ACTIVITY: Word for word, give the data again without its pictures.

·····

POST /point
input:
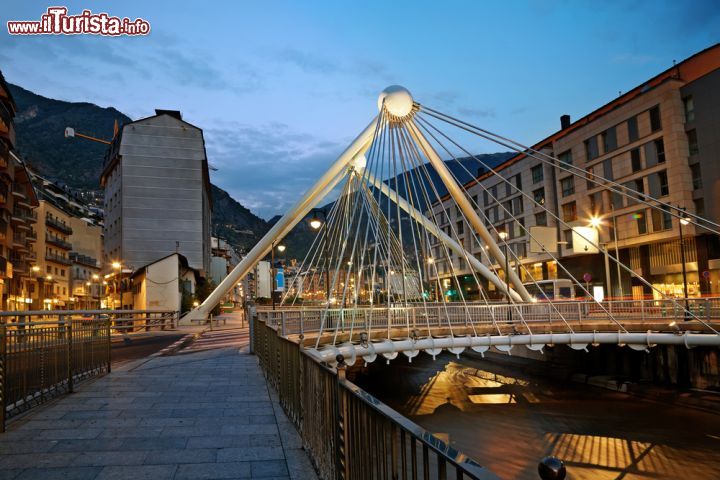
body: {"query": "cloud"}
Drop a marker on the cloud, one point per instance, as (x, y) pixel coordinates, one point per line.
(267, 168)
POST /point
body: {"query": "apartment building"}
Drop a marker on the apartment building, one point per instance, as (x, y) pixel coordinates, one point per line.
(157, 193)
(17, 215)
(661, 139)
(68, 250)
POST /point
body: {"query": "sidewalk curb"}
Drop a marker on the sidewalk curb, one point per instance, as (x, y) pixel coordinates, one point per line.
(174, 347)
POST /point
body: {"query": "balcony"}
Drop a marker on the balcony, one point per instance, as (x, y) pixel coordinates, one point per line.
(58, 242)
(58, 225)
(51, 257)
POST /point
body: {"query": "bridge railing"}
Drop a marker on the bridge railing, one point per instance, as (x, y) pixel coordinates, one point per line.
(44, 353)
(349, 433)
(626, 312)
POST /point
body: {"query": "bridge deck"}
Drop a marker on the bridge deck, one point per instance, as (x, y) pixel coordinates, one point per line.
(201, 415)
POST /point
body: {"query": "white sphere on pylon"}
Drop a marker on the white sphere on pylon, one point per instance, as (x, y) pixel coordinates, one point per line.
(398, 101)
(359, 163)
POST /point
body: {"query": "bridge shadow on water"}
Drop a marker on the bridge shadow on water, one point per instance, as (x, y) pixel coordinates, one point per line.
(508, 420)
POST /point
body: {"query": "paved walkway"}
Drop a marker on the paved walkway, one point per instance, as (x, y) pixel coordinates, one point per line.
(201, 415)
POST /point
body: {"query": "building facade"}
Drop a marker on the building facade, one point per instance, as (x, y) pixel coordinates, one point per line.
(17, 215)
(661, 139)
(157, 193)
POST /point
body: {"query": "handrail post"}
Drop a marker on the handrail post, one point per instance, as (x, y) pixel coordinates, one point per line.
(68, 329)
(341, 454)
(3, 372)
(109, 342)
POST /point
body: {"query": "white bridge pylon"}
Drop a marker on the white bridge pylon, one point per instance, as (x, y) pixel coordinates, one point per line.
(399, 103)
(391, 236)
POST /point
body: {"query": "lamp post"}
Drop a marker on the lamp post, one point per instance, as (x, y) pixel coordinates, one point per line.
(315, 224)
(684, 221)
(281, 249)
(118, 266)
(596, 222)
(503, 235)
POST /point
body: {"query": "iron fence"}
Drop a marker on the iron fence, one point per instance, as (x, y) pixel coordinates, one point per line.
(44, 353)
(349, 433)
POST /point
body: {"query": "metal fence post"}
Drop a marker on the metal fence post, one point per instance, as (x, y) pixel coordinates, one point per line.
(3, 372)
(341, 454)
(70, 351)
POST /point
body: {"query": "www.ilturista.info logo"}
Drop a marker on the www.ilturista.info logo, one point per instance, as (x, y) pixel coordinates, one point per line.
(57, 22)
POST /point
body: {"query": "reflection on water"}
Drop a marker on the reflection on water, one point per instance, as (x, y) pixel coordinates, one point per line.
(507, 422)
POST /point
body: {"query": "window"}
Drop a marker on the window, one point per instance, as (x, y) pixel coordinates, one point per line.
(507, 209)
(696, 176)
(537, 173)
(635, 160)
(654, 152)
(607, 169)
(517, 205)
(609, 137)
(566, 156)
(657, 184)
(632, 129)
(539, 196)
(616, 200)
(692, 142)
(641, 222)
(569, 212)
(655, 123)
(689, 105)
(590, 178)
(591, 148)
(660, 148)
(662, 220)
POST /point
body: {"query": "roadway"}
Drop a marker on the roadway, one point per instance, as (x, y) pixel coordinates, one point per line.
(134, 347)
(508, 420)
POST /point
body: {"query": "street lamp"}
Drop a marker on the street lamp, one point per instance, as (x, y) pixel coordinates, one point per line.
(118, 266)
(281, 249)
(596, 222)
(503, 234)
(684, 221)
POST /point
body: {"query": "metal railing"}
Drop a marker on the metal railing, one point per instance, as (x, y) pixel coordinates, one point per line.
(581, 314)
(349, 433)
(44, 353)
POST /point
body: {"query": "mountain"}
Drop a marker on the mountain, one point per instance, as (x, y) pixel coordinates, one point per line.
(40, 125)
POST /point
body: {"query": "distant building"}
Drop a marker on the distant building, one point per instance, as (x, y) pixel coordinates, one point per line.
(17, 215)
(157, 193)
(161, 284)
(662, 139)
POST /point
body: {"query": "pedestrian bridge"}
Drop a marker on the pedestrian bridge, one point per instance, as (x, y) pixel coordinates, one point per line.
(384, 333)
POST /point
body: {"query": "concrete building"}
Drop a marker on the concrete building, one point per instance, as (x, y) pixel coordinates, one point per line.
(157, 193)
(162, 284)
(662, 139)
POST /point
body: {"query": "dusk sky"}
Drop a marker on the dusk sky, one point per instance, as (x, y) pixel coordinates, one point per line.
(280, 88)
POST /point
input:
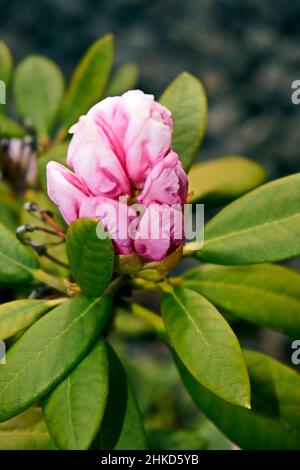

·····

SOLUTION FOR THIS TASK:
POST /point
input:
body: {"query": "cloud"}
Drop a marker on the cloud, one point per instance, as (x, y) pixel coordinates, one point per line.
(267, 168)
POST /point
body: {"query": "apartment building"}
Drop a marker on the apartment building, one point per instance, as (x, y) pixel coordinates, one point per line.
(157, 193)
(17, 215)
(661, 139)
(68, 250)
POST /point
body: {"query": "sidewalk curb"}
Drop a marker on the sidewalk curb, one point per instance, as (x, y) pixel coordinates, one point per line.
(174, 347)
POST /point
body: {"query": "balcony"}
Drop a marker on the balcony, one point per instance, as (x, y) pixel coordinates, one point per line.
(58, 242)
(58, 225)
(51, 257)
POST /point
body: {"query": "bridge railing"}
Drop a marker on the bridge railing, one point per instance, as (x, y) pixel coordinates, one point per line.
(44, 353)
(349, 433)
(626, 312)
POST /point
body: {"query": "bridge deck"}
Drop a marker on the bridge deck, one point per instance, as (x, y) pixel coordinates, one point per line.
(201, 415)
POST /point
body: {"query": "white sphere on pylon"}
Drop a marker on the white sphere on pylon, one point per instance, as (x, y) pixel coordinates, one point per line.
(398, 101)
(359, 163)
POST /point
body: {"query": "bridge shadow on water"}
Drop a marker on the bridge shadow on water, one point per instance, as (x, y) pixel coordinates, one point per line.
(508, 420)
POST /point
body: {"query": "paved walkway"}
Drop a marker on the paved walkway, one point per instance, as (x, y) pixel coordinates, one point per line.
(201, 415)
POST /point
body: {"query": "building facade"}
Drop a marker on the building facade, one point per instance, as (x, y) pixel coordinates, one point per line.
(17, 215)
(661, 139)
(157, 193)
POST /point
body: {"query": "handrail post"}
Drop a marker on the handrail post, one point per instance, as (x, y) pixel coordinates, one point per line.
(68, 329)
(341, 454)
(3, 372)
(109, 342)
POST /point
body: {"query": "white bridge pylon"}
Drop a marker on the white bridge pylon, one point per instance, as (x, y) pixel coordinates, one point per line.
(399, 103)
(391, 236)
POST /point
body: {"query": "lamp post"}
Drop a marker on the lamp post, one point per instance, as (x, y) pixel coordinates, one point per line.
(315, 224)
(684, 221)
(281, 249)
(118, 266)
(596, 222)
(503, 235)
POST /point
body: {"query": "iron fence"}
Drop a marker on the iron fence, one point per instance, as (x, y) pixel coordinates, one point per line.
(44, 353)
(349, 433)
POST /point
body: {"query": "metal fence post"}
Drop a marker on the metal fence post, one point per instance, as (x, y) pixel coordinates, one point per line.
(3, 372)
(341, 454)
(70, 351)
POST /point
body: {"query": "www.ilturista.info logo"}
Drop a marker on the www.ilturista.info logo, one point per instance, as (x, y) pixel coordinates, one point per line.
(57, 22)
POST /point
body: {"query": "reflection on water"}
Drop a marker on the reflection on water, one point per instance, as (x, y) pixel coordinates, one point per line.
(507, 422)
POST /point
body: {"query": "window"}
Drop a marker on the window, one point per instance, as (x, y) pixel coordinates, one point per line.
(507, 209)
(696, 176)
(537, 173)
(635, 160)
(654, 152)
(607, 169)
(517, 205)
(609, 137)
(566, 156)
(657, 184)
(632, 129)
(539, 196)
(616, 200)
(692, 142)
(641, 222)
(569, 212)
(655, 123)
(689, 105)
(590, 178)
(591, 148)
(660, 148)
(662, 220)
POST /point
body: {"query": "roadway"}
Drop a marker on the roadway, one point per instance, as (x, y) pixel coordinates, one point per line.
(134, 347)
(508, 420)
POST /point
body: {"query": "street lamp"}
Drop a marker on the street lamp, one point per instance, as (x, y) pixel coordinates, one point per line.
(118, 266)
(281, 249)
(596, 222)
(503, 234)
(684, 221)
POST /point
body: {"query": "metal railing"}
Drop a marker on the metal railing, one point per instance, as (x, y) pixel coordinates, one point per line.
(581, 314)
(349, 433)
(44, 353)
POST /point
body: {"query": "mountain"}
Drop a marker on the mountain, one point per instance, as (x, y) pixel coordinates, one point per line.
(40, 125)
POST /point
body: {"query": "distant building"}
Drop a marker on the distant building, one point per instance, as (x, y) pixel coordinates, one point per line.
(17, 215)
(157, 193)
(161, 284)
(662, 139)
POST /point
body: {"query": "pedestrian bridge"}
Drop a marker on the pedestrian bridge, one point per instance, as (x, y) pixel coordinates, one point per line.
(384, 333)
POST /point
body: {"query": "concrete building"}
Drop a marker on the concrete building, one point per instance, as (x, y) pixel coordinates, one point per line.
(157, 193)
(162, 284)
(662, 139)
POST /point
body: {"query": "dusk sky"}
Drop a marker on the dusk sky, one point per instance, as (x, y) pixel coordinates, one point per line.
(280, 88)
POST /point
input:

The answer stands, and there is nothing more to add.